-- READING TEXT --
The words used to convey the notion of global testing (tou peirasmou [the testing] and peirasai [to test]) are somewhat ambivalent in meaning. They can refer to temptation (as in an enticement), or to trial (as in an assaying pressure), or to both at the same time. The use of the definite article (tou) is supportive in understanding this phrase as referring to a specific testing or temptation, rather than to testing or temptation in general; i.e. the trial. What is in mind in this message, it seems to me, is a singular kind of testing, the scope and nature of which is such that it will leave no doubt that it is occurring when it does occur.
The test will come upon all the inhabited earth to try those that dwell there. Whereas it is possible to see this as an idiomatic reference to the Roman Empire, I see this more along the lines of a Hebraism (e.g. Exodus 8:21) or just straightforwardly referring to the entire world (as does the word's usage in Acts 17:31 or Hebrews 1:6). The inclusivity of the statement means that anyone on earth at that time will experience the trial, at least in some fashion. One would have to not be living on earth to be kept [out] from such a trial, which I think is the best reading of the promise contained: "I also will keep you from the hour of testing..."

Stored items:
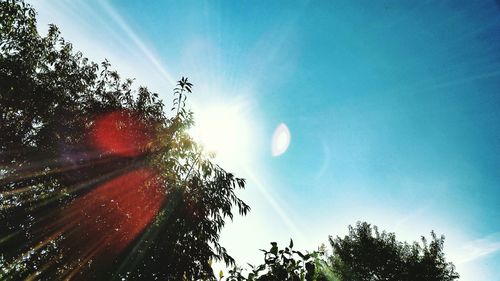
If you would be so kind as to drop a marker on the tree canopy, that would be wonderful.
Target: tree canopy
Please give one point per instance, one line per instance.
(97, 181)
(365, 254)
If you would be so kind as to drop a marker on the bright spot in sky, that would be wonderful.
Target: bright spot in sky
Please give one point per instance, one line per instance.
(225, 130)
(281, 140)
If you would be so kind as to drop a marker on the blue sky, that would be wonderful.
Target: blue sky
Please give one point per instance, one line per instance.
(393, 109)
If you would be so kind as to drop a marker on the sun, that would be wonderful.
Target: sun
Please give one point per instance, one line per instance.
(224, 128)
---
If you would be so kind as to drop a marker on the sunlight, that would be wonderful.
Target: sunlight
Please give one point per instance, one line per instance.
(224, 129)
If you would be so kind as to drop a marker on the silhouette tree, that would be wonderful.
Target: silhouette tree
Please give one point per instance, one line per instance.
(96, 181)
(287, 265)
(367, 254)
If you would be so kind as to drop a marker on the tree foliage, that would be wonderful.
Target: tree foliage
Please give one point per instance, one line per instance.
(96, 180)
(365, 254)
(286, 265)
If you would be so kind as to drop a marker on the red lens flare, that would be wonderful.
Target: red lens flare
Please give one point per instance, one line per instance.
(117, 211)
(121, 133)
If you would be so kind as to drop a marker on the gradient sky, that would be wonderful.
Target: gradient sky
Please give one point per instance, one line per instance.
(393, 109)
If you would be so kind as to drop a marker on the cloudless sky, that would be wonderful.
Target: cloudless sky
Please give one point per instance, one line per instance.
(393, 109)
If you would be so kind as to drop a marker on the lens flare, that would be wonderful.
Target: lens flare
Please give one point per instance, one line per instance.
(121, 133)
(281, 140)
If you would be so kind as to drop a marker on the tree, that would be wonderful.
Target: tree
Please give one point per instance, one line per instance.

-- EXERCISE TASKS --
(a) In the passage on the hour of testing, which two Greek terms convey the notion of global testing?
(b) Extend the passage on the hour of testing, beginning after its final sentence.
The records play no part in what comes next.

-- EXPECTED OUTPUTS --
(a) Tou peirasmou (the testing) and peirasai (to test).

(b)
Whereas Chapter 7 of the Apocalypse (and Chapter 12 too) does demonstrate that it is possible to live through the trial on earth protected by God in the midst of it, it also reveals (as does Chapter 12) that for the largest proportion of believers, escape means removal from the scene. 1 Thessalonians 4:15-17 describes the escape in as great a detail as we have in all of scripture. Taken together the picture clarifies. A trial, so significant and singular in nature as to be unmistakable, will come upon the entire earth, but those believers, Philadelphian in character, will be kept from that trial by God taking them out from the earth. Rapture!